• _Requirements_
Copy these lines word for word, omitting the pictures.

Region annotation entries:
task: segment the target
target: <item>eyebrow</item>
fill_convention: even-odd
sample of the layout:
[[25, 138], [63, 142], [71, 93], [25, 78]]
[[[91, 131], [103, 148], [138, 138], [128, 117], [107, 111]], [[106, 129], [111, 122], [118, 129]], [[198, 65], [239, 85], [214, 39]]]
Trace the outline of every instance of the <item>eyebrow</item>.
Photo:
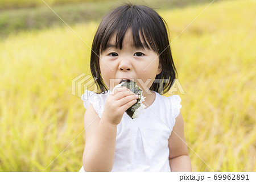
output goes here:
[[[144, 43], [142, 44], [142, 46], [143, 46], [143, 47], [146, 47], [146, 45], [145, 45]], [[115, 47], [115, 45], [113, 45], [113, 44], [107, 44], [107, 45], [106, 45], [106, 49], [108, 49], [108, 48], [112, 48], [112, 47]], [[132, 44], [132, 45], [131, 45], [131, 47], [134, 47], [134, 48], [135, 47], [135, 46], [134, 44]]]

• _Worked solution_
task: segment the target
target: <item>eyebrow</item>
fill_convention: even-odd
sample of the layout:
[[25, 138], [63, 142], [71, 93], [25, 78]]
[[[91, 131], [103, 148], [138, 138], [128, 117], [107, 111]], [[106, 129], [111, 122], [118, 129]], [[198, 65], [239, 85], [214, 39]]]
Trace the outline of every instance of the <item>eyebrow</item>.
Photo:
output goes here:
[[[144, 43], [142, 44], [142, 46], [143, 46], [143, 47], [146, 47], [146, 45], [145, 45]], [[115, 47], [115, 45], [113, 45], [113, 44], [107, 44], [107, 45], [106, 45], [106, 49], [108, 49], [108, 48], [112, 48], [112, 47]], [[132, 44], [132, 45], [131, 45], [131, 47], [134, 47], [134, 48], [135, 47], [135, 46], [134, 44]]]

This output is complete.